[Set exercise]: Give the listing below again in full, exactly as written.

* Start Data *

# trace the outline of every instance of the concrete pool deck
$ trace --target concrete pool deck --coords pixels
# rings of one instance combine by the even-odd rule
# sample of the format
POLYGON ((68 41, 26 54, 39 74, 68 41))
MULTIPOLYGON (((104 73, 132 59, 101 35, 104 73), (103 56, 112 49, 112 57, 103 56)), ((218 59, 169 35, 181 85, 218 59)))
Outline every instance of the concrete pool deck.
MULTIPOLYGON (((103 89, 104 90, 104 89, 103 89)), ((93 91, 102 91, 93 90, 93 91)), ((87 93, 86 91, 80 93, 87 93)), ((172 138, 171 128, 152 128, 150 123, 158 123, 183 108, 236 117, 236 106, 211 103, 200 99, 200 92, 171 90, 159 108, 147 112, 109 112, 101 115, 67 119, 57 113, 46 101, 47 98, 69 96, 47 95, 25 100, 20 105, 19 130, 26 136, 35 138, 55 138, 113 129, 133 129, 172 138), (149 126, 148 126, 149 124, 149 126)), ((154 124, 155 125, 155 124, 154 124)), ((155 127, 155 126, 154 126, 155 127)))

* End Data *

[Answer to this problem]:
# trace the outline of every instance of the concrete pool deck
$ trace --target concrete pool deck --coords pixels
# rings of one instance combine by the even-odd rule
# sample of the format
POLYGON ((68 41, 26 54, 39 74, 68 41))
MULTIPOLYGON (((104 73, 132 59, 101 35, 104 73), (103 56, 112 49, 112 57, 103 56)), ((218 59, 169 35, 181 85, 218 59)))
Outline every instance of the concrete pool deck.
MULTIPOLYGON (((103 89, 104 90, 104 89, 103 89)), ((93 91, 102 91, 93 90, 93 91)), ((87 93, 86 91, 80 93, 87 93)), ((172 138, 171 128, 152 128, 150 123, 158 123, 183 108, 236 117, 236 106, 211 103, 200 99, 200 92, 171 90, 159 108, 147 112, 109 112, 101 115, 67 119, 57 113, 46 101, 47 98, 69 96, 47 95, 25 100, 20 105, 19 130, 26 136, 35 138, 55 138, 113 129, 133 129, 172 138), (149 126, 148 126, 149 124, 149 126)), ((154 124, 155 125, 155 124, 154 124)), ((155 127, 155 126, 154 126, 155 127)))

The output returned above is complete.